» **BRANO DEL DOCUMENTO**
Mi chiama quando arriva davanti all’SO36 per il soundcheck, e io ci metto poco più di dieci minuti per raggiungerlo. Questa è storia, penso davanti all’entrata ancora sbarrata, circondato dai membri della sua squadra, la FEW crew. Alle nove e trenta ci ritroviamo dentro, dopo aver percorso una specie di sottopassaggio templare. Il proprietario viene a porgere i suoi omaggi e a confermare che il live vero e proprio, la fase in cui lo si vedrà sul palco, non potrà cominciare prima delle due del mattino: meglio aspettare che il posto si riempi completamente. “Palco?”, risponde INFIDELIX, considerando la distanza tra la piattaforma alle spalle dei piatti del DJ, ancora immobili, e l’area destinata al pubblico, ancora assente. “Niente palco. È qui che voglio farlo”, ed indica un piano rettangolare, sopraelevato di neanche mezzo metro, che occupa il centro esatto del club. “Voglio che il pubblico mi cinga stretto.

» **DATI FORNITI**
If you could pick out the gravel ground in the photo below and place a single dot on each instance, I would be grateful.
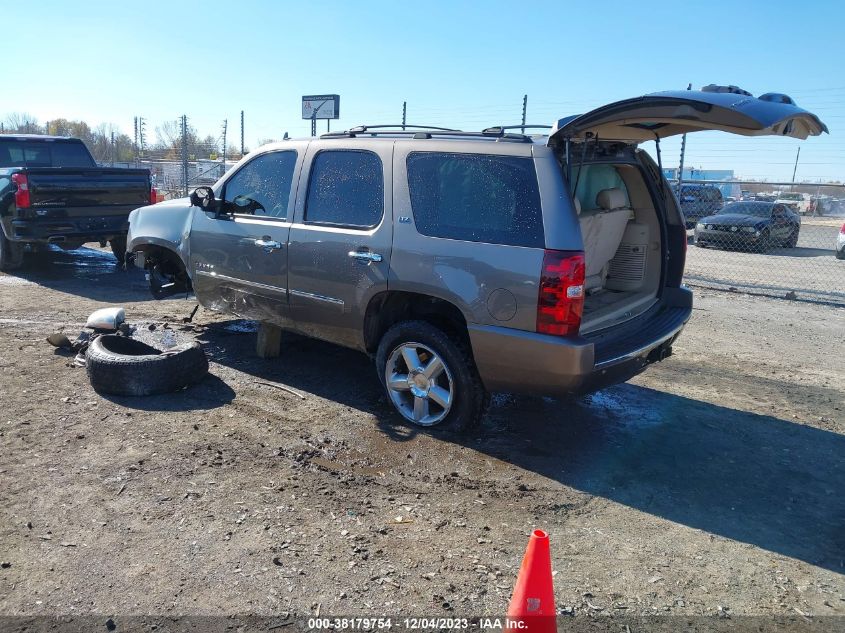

==

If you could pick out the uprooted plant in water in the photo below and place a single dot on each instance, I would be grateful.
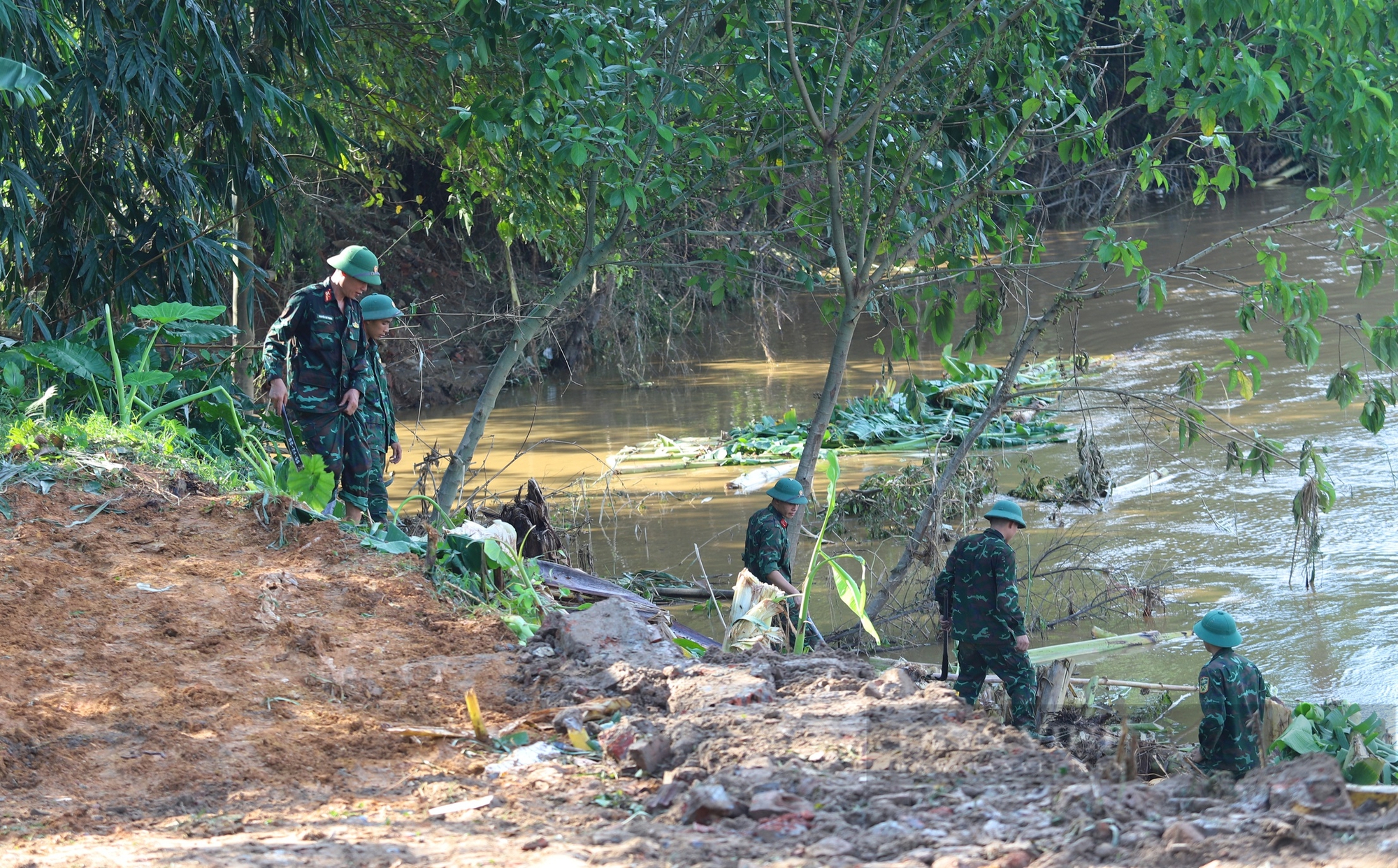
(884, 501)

» **IL TUO COMPITO**
Nel brano, secondo il proprietario, da che ora potrà cominciare il live vero e proprio?

» **RISPOSTA QUI SOTTO**
Non prima delle due del mattino.